■ **What to work on**
Copy exactly the last part of the entries, starting from the line with "green hillside, the" and including the final line.

## begin Exercise materials

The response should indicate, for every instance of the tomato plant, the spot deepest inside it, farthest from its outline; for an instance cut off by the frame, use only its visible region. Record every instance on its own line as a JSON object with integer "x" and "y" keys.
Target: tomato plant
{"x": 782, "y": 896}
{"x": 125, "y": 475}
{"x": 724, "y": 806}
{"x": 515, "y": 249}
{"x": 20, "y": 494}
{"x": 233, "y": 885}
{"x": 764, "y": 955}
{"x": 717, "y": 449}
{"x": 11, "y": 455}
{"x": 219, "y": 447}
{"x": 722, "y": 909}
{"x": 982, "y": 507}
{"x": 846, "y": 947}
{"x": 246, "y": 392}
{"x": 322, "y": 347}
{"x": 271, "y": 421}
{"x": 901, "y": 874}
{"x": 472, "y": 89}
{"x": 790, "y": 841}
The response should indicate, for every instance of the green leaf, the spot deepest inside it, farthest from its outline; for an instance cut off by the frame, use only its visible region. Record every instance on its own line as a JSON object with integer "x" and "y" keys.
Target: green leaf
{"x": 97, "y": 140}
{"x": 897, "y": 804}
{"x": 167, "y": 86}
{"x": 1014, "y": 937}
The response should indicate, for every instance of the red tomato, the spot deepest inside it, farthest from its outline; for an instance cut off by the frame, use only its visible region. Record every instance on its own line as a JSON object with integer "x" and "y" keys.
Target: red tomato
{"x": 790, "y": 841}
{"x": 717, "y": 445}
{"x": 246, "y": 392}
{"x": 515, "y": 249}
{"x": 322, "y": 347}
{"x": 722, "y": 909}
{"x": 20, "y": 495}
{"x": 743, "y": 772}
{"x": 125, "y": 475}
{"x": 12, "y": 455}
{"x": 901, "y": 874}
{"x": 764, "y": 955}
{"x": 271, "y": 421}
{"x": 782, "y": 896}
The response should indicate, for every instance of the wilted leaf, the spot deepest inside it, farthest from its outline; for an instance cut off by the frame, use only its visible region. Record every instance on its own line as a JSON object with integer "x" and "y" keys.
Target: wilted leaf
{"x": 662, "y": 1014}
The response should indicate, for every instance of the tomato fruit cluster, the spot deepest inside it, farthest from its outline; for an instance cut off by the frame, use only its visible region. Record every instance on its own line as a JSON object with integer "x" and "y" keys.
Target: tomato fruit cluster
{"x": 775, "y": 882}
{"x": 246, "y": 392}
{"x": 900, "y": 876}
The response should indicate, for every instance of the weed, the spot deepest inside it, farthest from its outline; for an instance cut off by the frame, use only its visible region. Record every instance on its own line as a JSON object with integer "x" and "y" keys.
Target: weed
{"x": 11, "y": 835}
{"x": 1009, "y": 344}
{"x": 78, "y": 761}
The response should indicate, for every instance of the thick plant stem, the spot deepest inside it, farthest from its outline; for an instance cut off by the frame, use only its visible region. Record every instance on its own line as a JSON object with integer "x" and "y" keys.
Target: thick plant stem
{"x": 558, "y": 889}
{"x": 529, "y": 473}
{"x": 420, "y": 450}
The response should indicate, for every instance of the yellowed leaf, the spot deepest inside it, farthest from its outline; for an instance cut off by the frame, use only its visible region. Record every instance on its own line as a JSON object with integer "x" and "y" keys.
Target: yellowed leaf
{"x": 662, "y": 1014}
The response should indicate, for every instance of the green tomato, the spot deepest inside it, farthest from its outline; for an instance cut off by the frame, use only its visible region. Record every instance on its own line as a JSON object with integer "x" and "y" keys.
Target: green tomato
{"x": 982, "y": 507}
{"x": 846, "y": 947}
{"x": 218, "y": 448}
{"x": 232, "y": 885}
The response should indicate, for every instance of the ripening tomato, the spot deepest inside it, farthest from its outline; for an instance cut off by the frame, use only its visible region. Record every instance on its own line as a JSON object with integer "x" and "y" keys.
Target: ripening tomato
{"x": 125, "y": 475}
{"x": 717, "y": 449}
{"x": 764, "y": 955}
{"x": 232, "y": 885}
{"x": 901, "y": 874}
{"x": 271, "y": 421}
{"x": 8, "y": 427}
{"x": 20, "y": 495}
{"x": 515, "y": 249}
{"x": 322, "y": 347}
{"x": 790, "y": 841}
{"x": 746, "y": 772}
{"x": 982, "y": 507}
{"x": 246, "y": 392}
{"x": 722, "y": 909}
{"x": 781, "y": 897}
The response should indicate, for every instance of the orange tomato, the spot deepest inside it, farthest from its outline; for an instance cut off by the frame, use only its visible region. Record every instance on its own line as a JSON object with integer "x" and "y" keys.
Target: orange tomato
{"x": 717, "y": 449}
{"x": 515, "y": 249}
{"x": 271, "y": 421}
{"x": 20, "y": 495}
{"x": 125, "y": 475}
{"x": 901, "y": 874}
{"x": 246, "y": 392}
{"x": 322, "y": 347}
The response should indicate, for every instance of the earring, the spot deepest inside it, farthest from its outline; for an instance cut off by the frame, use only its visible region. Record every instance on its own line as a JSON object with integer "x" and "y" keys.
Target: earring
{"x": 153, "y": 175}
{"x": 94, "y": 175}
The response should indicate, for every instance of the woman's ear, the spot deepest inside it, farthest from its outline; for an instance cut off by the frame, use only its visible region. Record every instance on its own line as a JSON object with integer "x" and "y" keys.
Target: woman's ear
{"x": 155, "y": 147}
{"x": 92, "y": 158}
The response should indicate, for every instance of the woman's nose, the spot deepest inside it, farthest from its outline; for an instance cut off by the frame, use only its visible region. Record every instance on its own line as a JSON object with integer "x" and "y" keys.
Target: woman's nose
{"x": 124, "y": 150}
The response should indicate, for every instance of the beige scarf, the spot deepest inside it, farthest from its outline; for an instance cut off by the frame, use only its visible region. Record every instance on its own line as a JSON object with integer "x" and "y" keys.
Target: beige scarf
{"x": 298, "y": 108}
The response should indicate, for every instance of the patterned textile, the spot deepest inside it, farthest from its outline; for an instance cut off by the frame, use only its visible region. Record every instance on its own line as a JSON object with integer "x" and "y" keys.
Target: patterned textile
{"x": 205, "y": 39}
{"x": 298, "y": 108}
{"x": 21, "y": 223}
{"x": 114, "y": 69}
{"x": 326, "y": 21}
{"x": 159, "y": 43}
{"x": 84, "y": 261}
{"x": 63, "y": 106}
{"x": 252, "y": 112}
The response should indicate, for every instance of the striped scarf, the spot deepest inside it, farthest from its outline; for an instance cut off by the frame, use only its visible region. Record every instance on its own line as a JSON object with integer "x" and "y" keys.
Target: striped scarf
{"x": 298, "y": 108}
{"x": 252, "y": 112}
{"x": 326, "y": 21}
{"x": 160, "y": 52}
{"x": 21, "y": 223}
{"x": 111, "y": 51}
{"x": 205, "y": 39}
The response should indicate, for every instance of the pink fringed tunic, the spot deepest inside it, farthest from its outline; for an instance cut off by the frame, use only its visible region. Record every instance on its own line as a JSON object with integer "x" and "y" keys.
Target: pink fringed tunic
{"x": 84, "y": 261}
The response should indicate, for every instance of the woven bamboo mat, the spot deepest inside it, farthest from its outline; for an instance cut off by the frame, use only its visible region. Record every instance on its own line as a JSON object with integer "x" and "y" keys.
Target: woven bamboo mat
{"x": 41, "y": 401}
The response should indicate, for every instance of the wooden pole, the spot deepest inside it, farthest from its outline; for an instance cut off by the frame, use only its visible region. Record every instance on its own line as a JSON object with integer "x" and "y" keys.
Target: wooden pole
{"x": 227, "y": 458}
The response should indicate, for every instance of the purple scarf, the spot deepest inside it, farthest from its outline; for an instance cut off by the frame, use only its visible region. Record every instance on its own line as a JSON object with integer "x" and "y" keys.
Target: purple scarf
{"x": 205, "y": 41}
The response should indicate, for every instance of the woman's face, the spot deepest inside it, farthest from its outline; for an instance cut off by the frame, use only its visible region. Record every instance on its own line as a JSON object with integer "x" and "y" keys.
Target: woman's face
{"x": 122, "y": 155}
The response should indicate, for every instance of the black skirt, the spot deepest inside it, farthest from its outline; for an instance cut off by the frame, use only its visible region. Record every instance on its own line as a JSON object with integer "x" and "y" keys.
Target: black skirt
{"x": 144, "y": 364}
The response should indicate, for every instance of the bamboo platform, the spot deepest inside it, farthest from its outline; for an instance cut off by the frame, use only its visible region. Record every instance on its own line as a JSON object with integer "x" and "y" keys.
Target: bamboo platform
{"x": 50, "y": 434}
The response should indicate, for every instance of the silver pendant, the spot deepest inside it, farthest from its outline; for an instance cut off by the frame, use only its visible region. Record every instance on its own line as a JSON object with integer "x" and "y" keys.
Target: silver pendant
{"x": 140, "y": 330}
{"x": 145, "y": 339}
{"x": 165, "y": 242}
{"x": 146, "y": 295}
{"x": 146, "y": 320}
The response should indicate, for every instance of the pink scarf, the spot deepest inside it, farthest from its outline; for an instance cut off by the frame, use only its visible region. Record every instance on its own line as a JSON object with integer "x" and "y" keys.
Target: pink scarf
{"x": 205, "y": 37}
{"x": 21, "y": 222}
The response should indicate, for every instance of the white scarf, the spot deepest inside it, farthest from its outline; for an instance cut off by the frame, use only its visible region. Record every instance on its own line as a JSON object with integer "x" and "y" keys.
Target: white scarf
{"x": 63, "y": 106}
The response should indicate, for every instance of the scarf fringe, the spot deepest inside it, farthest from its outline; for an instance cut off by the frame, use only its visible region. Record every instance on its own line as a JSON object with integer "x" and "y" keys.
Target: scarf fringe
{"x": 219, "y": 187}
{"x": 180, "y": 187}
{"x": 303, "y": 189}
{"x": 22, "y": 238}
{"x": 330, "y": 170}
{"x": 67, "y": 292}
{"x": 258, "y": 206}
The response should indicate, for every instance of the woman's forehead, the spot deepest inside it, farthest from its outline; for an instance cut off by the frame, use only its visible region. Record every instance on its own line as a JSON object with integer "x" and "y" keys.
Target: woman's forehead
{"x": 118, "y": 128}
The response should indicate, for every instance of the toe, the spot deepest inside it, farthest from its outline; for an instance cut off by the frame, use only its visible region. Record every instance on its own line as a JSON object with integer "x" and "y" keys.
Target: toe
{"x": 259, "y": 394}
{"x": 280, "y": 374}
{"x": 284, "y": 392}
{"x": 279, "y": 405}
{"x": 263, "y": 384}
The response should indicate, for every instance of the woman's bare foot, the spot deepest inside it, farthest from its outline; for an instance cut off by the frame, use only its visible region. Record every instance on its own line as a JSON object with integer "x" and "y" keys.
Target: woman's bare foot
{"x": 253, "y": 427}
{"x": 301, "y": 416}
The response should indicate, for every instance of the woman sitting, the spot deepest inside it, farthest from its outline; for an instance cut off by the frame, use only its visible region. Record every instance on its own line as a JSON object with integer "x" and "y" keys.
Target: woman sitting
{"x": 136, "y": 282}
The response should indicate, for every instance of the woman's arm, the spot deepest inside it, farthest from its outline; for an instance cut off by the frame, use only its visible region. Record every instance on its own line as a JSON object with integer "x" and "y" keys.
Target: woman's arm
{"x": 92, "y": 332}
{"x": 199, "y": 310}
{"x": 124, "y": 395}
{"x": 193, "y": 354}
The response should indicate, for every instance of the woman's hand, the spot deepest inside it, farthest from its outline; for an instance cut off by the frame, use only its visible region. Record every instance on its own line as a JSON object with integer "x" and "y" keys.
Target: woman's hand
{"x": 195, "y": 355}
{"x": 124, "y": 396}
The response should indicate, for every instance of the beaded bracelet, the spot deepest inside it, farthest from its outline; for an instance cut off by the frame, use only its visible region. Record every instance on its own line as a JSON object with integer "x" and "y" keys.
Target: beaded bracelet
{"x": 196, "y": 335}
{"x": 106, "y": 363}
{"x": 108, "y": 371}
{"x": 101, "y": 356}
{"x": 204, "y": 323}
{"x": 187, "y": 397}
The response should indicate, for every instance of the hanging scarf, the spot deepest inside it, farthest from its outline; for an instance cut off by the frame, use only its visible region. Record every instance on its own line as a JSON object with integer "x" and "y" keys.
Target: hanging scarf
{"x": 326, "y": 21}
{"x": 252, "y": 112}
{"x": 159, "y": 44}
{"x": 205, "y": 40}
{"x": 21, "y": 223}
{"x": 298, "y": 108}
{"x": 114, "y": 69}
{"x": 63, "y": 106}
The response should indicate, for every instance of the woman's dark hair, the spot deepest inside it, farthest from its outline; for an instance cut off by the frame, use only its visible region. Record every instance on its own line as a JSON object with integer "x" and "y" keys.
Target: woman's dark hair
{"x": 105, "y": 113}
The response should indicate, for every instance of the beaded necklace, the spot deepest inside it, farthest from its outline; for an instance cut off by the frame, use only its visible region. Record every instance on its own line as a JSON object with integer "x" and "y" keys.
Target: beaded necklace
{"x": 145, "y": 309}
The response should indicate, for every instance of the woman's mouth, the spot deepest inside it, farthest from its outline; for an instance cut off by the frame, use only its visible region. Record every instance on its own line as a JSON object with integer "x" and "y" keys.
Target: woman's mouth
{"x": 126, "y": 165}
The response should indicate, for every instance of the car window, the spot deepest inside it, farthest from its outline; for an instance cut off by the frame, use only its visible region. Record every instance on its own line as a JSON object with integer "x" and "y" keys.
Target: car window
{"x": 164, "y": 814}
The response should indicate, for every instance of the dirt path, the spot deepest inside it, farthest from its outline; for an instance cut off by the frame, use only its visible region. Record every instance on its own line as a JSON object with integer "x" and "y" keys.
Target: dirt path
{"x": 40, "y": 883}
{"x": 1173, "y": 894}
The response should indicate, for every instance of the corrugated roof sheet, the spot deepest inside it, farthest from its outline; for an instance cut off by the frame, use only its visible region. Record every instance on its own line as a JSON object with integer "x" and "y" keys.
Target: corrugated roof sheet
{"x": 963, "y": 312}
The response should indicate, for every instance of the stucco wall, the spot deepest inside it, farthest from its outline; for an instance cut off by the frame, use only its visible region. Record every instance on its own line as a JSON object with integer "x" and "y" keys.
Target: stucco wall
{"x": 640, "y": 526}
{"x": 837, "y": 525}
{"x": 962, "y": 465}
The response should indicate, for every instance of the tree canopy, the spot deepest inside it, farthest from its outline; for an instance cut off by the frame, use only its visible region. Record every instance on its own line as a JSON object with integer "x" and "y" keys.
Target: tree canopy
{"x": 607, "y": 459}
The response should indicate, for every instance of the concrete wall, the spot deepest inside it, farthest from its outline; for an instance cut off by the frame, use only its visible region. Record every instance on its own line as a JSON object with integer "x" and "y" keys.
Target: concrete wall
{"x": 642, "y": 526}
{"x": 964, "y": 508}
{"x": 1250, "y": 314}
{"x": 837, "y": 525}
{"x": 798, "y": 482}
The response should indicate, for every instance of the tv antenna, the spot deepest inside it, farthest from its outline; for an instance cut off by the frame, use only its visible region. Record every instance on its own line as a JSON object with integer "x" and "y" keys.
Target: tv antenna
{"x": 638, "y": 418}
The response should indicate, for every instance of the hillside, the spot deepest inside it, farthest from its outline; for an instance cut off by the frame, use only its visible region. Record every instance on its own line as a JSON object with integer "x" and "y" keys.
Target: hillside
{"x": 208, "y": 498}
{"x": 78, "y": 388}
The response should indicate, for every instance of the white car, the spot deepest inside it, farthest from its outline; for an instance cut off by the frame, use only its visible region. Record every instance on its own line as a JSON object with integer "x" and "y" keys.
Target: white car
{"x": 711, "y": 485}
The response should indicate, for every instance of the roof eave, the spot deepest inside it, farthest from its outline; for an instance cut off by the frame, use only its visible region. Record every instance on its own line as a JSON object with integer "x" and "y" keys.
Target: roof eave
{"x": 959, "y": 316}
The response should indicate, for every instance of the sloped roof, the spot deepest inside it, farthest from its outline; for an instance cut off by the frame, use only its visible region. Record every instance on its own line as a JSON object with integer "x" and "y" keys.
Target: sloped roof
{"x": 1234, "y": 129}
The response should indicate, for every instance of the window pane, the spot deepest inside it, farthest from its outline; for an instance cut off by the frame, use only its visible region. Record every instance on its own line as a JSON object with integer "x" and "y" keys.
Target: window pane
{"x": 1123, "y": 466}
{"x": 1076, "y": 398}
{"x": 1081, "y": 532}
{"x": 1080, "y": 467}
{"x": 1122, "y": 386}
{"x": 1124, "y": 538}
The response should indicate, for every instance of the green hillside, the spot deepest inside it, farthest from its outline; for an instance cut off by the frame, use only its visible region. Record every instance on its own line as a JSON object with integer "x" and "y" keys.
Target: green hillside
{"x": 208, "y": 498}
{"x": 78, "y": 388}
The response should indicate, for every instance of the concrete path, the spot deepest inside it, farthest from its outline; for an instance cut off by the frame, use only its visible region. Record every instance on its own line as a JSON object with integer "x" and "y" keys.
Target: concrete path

## end Exercise materials

■ **Exercise solution**
The response should indicate, for every instance of the green hillside, the spot deepest inside it, farthest from its outline; for an instance cut off by the frame, use only its visible region. Record every instance on its own line as a JSON object with integer "x" and "y" keys.
Target: green hillside
{"x": 208, "y": 498}
{"x": 78, "y": 388}
The response should indicate, for every instance of the concrete path, the spot deepest inside it, farthest from its outline; for an instance cut off by the frame, use only its visible region. Record every instance on its own line as a JSON object with integer "x" and "y" keys.
Target: concrete path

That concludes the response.